* [Provided information]
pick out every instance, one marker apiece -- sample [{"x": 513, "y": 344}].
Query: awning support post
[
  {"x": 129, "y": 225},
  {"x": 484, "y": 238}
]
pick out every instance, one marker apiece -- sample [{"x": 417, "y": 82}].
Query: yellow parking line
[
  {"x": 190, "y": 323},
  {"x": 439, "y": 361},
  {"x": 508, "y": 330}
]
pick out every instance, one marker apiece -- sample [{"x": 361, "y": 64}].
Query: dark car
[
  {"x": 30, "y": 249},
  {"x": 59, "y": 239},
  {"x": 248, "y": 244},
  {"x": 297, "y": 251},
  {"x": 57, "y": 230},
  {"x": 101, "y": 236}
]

* * *

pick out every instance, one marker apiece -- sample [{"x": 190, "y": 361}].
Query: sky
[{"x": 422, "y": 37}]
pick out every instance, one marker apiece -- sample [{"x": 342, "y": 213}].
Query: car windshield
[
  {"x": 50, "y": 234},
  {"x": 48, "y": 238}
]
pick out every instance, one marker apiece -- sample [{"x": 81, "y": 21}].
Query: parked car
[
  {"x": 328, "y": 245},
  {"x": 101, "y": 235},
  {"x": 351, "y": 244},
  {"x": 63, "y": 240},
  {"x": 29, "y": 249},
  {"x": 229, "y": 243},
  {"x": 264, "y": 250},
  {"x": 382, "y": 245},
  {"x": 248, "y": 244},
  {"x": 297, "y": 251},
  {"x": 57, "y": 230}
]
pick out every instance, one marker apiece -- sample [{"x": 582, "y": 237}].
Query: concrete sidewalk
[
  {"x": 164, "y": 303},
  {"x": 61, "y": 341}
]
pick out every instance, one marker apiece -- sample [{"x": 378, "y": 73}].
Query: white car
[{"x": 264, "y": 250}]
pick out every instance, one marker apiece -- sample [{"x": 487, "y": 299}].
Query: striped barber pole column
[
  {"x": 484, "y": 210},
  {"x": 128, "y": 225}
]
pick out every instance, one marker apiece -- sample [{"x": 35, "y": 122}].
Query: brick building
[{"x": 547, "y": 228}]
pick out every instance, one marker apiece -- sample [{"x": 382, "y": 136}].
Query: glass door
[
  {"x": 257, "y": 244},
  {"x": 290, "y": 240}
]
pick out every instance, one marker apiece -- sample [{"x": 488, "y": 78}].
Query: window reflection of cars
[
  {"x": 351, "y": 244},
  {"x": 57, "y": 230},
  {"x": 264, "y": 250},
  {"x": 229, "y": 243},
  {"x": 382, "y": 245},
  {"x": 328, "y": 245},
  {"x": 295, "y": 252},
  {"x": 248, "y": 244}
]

* [Problem to solve] How many lines of the material above contain the word "instance"? Upper and lower case must match. Give only the number.

* [Finished answer] 12